▸ **課題概要**
以下の資料全体を、「paraglider canopy」を「paraglider wing」に変更し、それ以外は一切変えずにもう一度示してください。画像は回答に含めないでください。

▸ **記録データ**
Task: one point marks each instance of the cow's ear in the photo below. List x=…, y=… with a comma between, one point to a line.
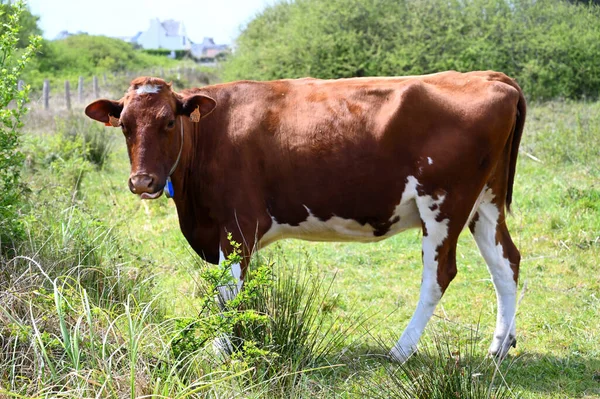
x=197, y=106
x=105, y=111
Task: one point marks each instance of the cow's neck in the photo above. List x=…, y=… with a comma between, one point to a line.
x=190, y=180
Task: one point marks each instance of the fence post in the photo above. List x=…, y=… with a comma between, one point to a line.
x=46, y=94
x=80, y=89
x=68, y=94
x=95, y=84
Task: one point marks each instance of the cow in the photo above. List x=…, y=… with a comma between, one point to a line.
x=357, y=159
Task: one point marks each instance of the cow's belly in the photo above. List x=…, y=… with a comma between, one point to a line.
x=340, y=229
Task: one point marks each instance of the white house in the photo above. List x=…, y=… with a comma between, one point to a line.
x=169, y=35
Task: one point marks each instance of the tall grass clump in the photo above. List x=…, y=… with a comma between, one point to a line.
x=446, y=366
x=279, y=328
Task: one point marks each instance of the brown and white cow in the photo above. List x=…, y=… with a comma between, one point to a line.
x=337, y=160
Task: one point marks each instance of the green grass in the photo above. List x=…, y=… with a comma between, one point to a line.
x=119, y=296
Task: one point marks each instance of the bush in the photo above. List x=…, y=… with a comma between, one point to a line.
x=550, y=46
x=12, y=109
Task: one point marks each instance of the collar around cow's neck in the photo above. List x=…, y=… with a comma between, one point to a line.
x=169, y=190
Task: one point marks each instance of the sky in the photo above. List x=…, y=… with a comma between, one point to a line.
x=219, y=19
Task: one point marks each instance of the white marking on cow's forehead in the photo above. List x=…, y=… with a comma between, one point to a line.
x=148, y=89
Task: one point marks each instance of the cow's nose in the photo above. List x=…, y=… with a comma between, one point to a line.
x=142, y=183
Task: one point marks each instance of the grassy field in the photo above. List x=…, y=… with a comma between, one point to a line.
x=107, y=285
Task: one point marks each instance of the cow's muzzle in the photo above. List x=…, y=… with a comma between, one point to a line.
x=145, y=185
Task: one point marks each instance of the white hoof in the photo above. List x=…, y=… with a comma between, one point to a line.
x=222, y=346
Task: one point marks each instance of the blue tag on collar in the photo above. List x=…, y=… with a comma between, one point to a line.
x=169, y=191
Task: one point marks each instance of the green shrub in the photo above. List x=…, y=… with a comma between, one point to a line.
x=12, y=109
x=550, y=46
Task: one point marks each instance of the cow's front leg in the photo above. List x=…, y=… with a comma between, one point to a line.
x=439, y=268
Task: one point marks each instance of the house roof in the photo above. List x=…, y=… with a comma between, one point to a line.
x=173, y=28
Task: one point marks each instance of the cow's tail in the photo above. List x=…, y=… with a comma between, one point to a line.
x=513, y=144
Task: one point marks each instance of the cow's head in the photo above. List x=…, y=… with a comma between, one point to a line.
x=150, y=116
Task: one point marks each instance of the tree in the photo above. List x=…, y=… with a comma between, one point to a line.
x=27, y=21
x=12, y=109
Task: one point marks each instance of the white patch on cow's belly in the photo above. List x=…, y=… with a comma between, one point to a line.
x=148, y=89
x=340, y=229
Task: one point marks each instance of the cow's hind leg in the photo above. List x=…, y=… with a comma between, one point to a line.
x=439, y=268
x=502, y=258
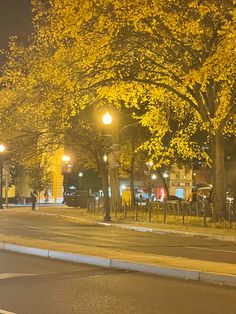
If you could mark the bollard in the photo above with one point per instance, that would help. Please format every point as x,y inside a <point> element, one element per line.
<point>136,212</point>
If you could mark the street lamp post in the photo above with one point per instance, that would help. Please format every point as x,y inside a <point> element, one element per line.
<point>65,169</point>
<point>2,150</point>
<point>107,120</point>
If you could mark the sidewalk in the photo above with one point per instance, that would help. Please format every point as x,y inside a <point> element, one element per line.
<point>207,271</point>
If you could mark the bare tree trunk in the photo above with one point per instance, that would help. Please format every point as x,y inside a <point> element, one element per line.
<point>115,188</point>
<point>219,177</point>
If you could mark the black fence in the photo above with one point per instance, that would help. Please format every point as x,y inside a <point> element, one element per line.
<point>164,212</point>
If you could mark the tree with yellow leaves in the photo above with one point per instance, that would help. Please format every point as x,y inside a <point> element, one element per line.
<point>172,59</point>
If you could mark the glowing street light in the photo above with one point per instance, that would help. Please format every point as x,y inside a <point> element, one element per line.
<point>66,158</point>
<point>154,176</point>
<point>107,118</point>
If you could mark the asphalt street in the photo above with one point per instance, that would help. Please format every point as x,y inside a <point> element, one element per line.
<point>34,285</point>
<point>54,228</point>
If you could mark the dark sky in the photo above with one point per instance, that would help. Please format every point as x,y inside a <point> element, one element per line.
<point>15,19</point>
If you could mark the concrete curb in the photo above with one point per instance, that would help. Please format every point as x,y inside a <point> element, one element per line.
<point>166,271</point>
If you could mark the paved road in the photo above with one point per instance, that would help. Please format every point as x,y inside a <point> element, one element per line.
<point>54,228</point>
<point>33,285</point>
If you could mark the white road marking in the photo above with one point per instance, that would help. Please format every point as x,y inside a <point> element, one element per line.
<point>210,249</point>
<point>5,312</point>
<point>13,275</point>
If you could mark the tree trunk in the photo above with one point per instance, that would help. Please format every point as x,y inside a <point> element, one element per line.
<point>115,188</point>
<point>219,177</point>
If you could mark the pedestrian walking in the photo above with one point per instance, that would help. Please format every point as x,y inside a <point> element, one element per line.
<point>33,198</point>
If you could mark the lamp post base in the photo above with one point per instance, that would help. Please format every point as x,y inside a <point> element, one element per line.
<point>106,218</point>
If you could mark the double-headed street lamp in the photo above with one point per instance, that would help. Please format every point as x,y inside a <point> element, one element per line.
<point>107,137</point>
<point>66,168</point>
<point>2,150</point>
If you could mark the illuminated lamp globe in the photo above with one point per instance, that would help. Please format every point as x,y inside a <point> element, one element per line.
<point>107,118</point>
<point>66,158</point>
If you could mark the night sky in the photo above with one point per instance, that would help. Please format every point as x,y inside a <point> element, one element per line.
<point>15,19</point>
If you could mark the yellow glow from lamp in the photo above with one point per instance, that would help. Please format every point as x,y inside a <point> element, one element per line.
<point>107,118</point>
<point>65,158</point>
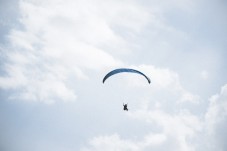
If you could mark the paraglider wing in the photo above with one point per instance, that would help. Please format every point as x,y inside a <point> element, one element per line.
<point>120,70</point>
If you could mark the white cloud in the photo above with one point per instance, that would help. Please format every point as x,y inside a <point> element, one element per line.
<point>216,120</point>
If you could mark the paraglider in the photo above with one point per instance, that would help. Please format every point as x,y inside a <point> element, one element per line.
<point>125,107</point>
<point>120,70</point>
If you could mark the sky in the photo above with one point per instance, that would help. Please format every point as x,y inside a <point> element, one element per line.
<point>55,53</point>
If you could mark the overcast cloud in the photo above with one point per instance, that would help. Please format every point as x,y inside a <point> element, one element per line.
<point>54,54</point>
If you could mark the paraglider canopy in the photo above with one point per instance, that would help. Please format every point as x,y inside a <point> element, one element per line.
<point>120,70</point>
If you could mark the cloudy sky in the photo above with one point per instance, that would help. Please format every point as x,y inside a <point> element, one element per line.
<point>54,54</point>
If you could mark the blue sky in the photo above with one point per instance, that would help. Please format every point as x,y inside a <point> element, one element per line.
<point>54,54</point>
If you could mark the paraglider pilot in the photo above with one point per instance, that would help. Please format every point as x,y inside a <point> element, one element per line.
<point>125,107</point>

▸ **結果は以下**
Task: one point marks each instance of the cow's ear in the photo below. List x=…, y=… with a comma between, one point to a line.
x=197, y=106
x=105, y=111
Task: one point marks each instance of the cow's neck in the photo above. List x=…, y=… with a comma between, one point to a line.
x=190, y=180
Task: one point marks each instance of the fence post in the photo above. List x=…, y=… with a comma between, one point to a line.
x=46, y=94
x=80, y=89
x=68, y=94
x=95, y=84
Task: one point marks each instance of the cow in the photo above. List x=…, y=… with a comma between, one point to a line.
x=357, y=159
Task: one point marks each instance of the cow's belly in the photo above. List x=…, y=… with a comma between, one point to a line.
x=340, y=229
Task: one point marks each instance of the white house in the photo above. List x=…, y=… with a comma between, one point to a line.
x=169, y=35
Task: one point marks each instance of the tall grass clump in the photo above. List x=…, y=… with a comma between, one point to a line.
x=446, y=366
x=279, y=328
Task: one point marks each instance of the brown and white cow in the photo above. List x=…, y=… with a comma between, one point to a line.
x=337, y=160
Task: one point marks each instance of the green grass in the photo above. List x=…, y=… with a comma between, one point to a line.
x=119, y=296
Task: one point marks each instance of the bush in the photo above. List x=…, y=… with a comma between, one point to a line.
x=550, y=46
x=12, y=109
Task: one point marks each instance of the collar around cow's neck in the photo above. List x=…, y=… with a comma between, one point to a line.
x=169, y=190
Task: one point marks each instance of the sky in the photo above. List x=…, y=… with a comma between, one point to a line.
x=219, y=19
Task: one point marks each instance of the white marking on cow's forehead in the photo above. List x=…, y=… with a comma between, one point to a line.
x=148, y=89
Task: one point marks each instance of the cow's nose in the photo above. List x=…, y=… with a comma between, one point to a line.
x=142, y=183
Task: one point marks each instance of the grassy field in the photo above. List x=…, y=… with a comma between, one point to a line.
x=107, y=285
Task: one point marks each instance of the cow's muzzle in the photo above. List x=…, y=… with a comma between, one point to a line.
x=145, y=185
Task: one point marks each instance of the white hoof in the photo above. List x=…, y=… with a comma between, one point to a line.
x=222, y=346
Task: one point marks each instance of the blue tag on collar in the photo above. List x=…, y=… with a comma between, one point to a line.
x=169, y=191
Task: one point marks each instance of the green shrub in the photo above. List x=…, y=… with a comma between, one point to a line.
x=12, y=109
x=550, y=46
Task: one point marks each instance of the cow's front leg in the photo above. List x=…, y=… with a comma between, one point to a line.
x=439, y=268
Task: one point marks each instance of the house roof in the photo above. List x=…, y=… with a comma between, one point to a line.
x=173, y=28
Task: one point marks each instance of the cow's tail in the photo above. List x=…, y=… with a comma between, one point to a line.
x=513, y=144
Task: one point marks each instance of the cow's head in the photo above. List x=…, y=… with a comma between, one point to a line.
x=150, y=116
Task: one point marks each instance of the tree in the photo above. List x=…, y=… with a comma between, one point to a line.
x=27, y=21
x=12, y=109
Task: one point marks each instance of the white patch on cow's belly in the photo above. List x=…, y=… with a comma between, one point to a line.
x=148, y=89
x=340, y=229
Task: one point marks each instance of the cow's hind leg in the photo above. List x=…, y=… with a comma between, one point to a line.
x=439, y=268
x=502, y=258
If you could mark the bollard in the photo above with one point per instance, that would help. Please format every point as x,y inside a <point> element, one element per line.
<point>136,212</point>
If you could mark the street lamp post in the photo above with one point per instance, that would help. Please format every point as x,y inside a <point> element, one element per line.
<point>65,169</point>
<point>2,150</point>
<point>107,120</point>
If you could mark the sidewalk in the photo above with one point per instance, that would help. Please format every point as x,y inside a <point> element, one element per line.
<point>207,271</point>
If you could mark the bare tree trunk in the photo above with one point per instance, that would help. Please format every point as x,y inside a <point> element, one element per line.
<point>115,188</point>
<point>219,177</point>
If you could mark the black fence in the photo above with one point per instance, that would help. Please format every point as x,y inside a <point> element, one element per line.
<point>164,212</point>
If you could mark the tree with yellow leaves in the photo above with one point per instance, that would help. Please format every point as x,y inside a <point> element, one element per line.
<point>172,59</point>
If you could mark the glowing street light in the photo above with one point per instance, that would help. Please format every point as x,y inside a <point> element, one element per line.
<point>66,158</point>
<point>154,176</point>
<point>107,118</point>
If you could mark the asphalt street in the photo above with one point per instance, that would help. Please format every point as x,y inside a <point> element, one element per line.
<point>34,285</point>
<point>54,228</point>
If you could mark the dark sky in the photo above with one point per instance, that would help. Please format every point as x,y inside a <point> element, one element per line.
<point>15,19</point>
If you could mark the concrete curb in the photo above with one point per instance, that would help. Please format every point as x,y inside a <point> element, one element per line.
<point>166,271</point>
If you could mark the paved road in the photo above with one point per instance, that would help. Please format every point as x,y inside a <point> element, one element per line.
<point>54,228</point>
<point>33,285</point>
If you could mark the white road marking in the photo above with one point per instance, that would help. Please format every point as x,y inside a <point> element, one element per line.
<point>210,249</point>
<point>5,312</point>
<point>13,275</point>
If you could mark the tree trunk in the photo above with one point per instance, that would help. Please format every point as x,y inside a <point> element, one element per line.
<point>115,188</point>
<point>219,177</point>
If you could mark the pedestrian walking in the photo above with one point per instance, that would help. Please format every point as x,y inside a <point> element, one element per line.
<point>33,198</point>
If you could mark the lamp post base in the photo above with one point per instance, that would help. Please format every point as x,y inside a <point> element, one element per line.
<point>106,218</point>
If you could mark the double-headed street lamp in the photo above with one point per instance, that would help. Please format every point as x,y inside a <point> element, one element per line.
<point>107,137</point>
<point>66,168</point>
<point>2,150</point>
If you could mark the illuminated lamp globe in the photo above with one point per instance, that would help. Please format every point as x,y inside a <point> element, one element per line.
<point>107,118</point>
<point>66,158</point>
If you could mark the night sky in the photo above with one point per instance, that would help. Please format every point as x,y inside a <point> element, one element per line.
<point>15,19</point>
If you could mark the yellow glow from lamp in the photo above with one point per instance, that would help. Please format every point as x,y inside a <point> element, one element per line.
<point>107,118</point>
<point>65,158</point>
If you could mark the paraglider wing in the photo above with one point per instance, that would help. Please format every point as x,y inside a <point> element, one element per line.
<point>120,70</point>
If you could mark the white cloud in the photo above with one point per instance, that would help. Please format every point as x,y inside a <point> element, one element per line.
<point>216,120</point>
If you could mark the paraglider in the photo above with one point per instance, that would help. Please format every point as x,y inside a <point> element, one element per line.
<point>125,107</point>
<point>120,70</point>
If you could mark the sky in the photo above with one point per instance, that would help. Please format every point as x,y inside a <point> element, one element per line.
<point>55,53</point>
If you could mark the overcast cloud in the photo above with one point per instance, that would help. Please format every point as x,y inside a <point> element, one element per line.
<point>54,54</point>
If you could mark the paraglider wing in the photo above with one point per instance, that would help. Please format every point as x,y inside a <point> element, one element per line.
<point>120,70</point>
If you could mark the cloudy sky in the photo above with one point per instance, that would help. Please format every point as x,y inside a <point> element, one element per line.
<point>54,54</point>
If you could mark the blue sky in the photo above with one point per instance, that would help. Please format every point as x,y inside a <point> element, one element per line.
<point>54,54</point>
If you could mark the paraglider pilot in the photo above with one point per instance, that would help. Please format every point as x,y inside a <point> element, one element per line.
<point>125,107</point>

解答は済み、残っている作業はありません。